Records from a data source:

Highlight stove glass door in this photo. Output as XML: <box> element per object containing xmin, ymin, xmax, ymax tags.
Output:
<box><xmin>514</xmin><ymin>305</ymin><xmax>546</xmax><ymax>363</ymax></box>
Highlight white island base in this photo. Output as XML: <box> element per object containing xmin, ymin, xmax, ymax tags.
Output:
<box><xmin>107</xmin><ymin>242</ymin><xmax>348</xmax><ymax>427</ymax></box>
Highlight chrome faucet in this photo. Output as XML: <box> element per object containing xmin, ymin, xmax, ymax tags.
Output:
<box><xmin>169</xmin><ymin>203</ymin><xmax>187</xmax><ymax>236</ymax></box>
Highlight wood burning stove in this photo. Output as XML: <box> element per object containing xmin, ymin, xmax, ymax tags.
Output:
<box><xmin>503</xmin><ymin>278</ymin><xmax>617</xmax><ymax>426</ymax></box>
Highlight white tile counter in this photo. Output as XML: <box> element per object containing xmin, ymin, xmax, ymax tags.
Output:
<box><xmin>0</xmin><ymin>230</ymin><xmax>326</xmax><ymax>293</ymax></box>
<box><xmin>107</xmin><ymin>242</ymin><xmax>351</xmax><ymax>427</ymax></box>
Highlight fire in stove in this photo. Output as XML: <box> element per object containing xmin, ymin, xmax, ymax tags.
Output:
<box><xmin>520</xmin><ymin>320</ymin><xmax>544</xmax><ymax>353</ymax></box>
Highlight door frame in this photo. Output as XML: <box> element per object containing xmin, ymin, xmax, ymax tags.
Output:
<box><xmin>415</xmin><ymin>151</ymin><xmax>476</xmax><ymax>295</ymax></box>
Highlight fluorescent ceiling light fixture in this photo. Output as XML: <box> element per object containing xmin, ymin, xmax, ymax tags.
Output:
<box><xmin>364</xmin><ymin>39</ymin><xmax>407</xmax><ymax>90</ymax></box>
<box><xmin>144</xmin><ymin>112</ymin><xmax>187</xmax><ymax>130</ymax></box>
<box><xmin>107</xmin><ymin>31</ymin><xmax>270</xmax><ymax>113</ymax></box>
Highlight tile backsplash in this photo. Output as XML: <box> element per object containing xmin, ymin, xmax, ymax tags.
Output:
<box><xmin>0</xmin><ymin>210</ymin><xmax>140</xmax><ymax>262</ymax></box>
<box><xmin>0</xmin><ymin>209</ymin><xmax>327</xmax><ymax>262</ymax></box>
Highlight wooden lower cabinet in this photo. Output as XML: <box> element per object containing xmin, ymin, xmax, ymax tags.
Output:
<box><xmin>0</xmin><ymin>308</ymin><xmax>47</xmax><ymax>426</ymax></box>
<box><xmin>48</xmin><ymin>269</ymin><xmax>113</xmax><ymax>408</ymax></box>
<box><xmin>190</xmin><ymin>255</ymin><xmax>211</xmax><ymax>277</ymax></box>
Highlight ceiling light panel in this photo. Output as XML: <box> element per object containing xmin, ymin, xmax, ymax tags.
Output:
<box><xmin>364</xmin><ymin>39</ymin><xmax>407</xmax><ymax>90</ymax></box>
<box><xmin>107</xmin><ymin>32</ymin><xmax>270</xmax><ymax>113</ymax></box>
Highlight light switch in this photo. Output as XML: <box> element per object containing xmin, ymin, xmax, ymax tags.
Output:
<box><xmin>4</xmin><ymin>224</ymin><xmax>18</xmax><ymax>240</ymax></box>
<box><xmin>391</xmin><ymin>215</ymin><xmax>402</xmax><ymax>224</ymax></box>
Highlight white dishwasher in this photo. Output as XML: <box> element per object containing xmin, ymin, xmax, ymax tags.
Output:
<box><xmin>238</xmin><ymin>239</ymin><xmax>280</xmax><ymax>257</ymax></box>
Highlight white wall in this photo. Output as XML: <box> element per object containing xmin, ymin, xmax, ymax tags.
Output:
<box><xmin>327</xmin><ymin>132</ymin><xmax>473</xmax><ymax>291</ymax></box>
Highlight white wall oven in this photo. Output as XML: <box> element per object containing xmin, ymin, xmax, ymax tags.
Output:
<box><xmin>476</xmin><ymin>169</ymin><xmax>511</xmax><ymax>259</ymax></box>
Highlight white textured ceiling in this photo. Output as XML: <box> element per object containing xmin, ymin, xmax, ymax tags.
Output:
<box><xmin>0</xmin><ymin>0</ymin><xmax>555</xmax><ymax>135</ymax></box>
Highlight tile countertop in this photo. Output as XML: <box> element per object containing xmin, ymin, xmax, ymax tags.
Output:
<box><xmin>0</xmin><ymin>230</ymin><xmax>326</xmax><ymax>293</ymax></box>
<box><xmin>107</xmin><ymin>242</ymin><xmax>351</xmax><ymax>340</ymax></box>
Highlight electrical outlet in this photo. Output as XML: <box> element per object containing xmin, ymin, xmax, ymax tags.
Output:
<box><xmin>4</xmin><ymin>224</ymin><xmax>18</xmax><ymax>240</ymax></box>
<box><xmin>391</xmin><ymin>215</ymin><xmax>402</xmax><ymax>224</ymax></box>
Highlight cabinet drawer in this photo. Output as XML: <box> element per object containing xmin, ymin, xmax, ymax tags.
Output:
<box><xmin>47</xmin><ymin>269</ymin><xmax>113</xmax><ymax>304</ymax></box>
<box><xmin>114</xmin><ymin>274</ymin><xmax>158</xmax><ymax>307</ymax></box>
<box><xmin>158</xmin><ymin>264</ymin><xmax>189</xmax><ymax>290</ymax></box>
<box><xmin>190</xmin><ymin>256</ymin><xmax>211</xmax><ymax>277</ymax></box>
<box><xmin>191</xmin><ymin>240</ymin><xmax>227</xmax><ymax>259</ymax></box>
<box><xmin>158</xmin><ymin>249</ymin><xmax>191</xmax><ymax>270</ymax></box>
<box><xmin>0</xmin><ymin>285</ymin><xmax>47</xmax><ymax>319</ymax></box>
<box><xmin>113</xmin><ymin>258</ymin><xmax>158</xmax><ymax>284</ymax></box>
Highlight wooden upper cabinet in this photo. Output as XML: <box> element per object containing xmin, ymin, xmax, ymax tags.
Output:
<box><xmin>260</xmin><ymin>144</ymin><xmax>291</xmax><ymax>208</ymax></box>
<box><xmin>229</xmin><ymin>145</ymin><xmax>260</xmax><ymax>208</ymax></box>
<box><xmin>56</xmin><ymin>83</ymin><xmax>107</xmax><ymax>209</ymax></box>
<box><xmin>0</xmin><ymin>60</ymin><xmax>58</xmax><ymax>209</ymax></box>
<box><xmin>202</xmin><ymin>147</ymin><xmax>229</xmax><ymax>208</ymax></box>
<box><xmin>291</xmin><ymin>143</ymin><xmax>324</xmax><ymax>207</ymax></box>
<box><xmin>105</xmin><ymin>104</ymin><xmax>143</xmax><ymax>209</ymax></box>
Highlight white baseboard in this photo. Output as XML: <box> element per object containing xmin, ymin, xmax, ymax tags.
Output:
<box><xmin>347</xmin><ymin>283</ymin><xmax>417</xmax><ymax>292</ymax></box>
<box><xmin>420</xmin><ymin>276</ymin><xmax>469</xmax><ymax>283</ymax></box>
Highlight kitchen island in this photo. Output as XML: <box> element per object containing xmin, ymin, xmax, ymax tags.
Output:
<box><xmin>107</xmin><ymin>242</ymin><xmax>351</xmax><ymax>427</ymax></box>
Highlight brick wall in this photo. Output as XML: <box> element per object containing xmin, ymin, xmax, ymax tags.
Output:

### What is being asked
Which lines in the data above contain the string "wall", matching its case exactly? Select and copy each of them.

### The solution
Highlight white wall in this photo. Output as XML: <box> element per object containing xmin, ymin, xmax, ymax tags.
Highlight white wall oven in this photo. Output as XML: <box> element per object containing xmin, ymin, xmax, ymax tags.
Highlight brick wall in this photo. Output as XML: <box> element per object containing xmin, ymin, xmax, ymax tags.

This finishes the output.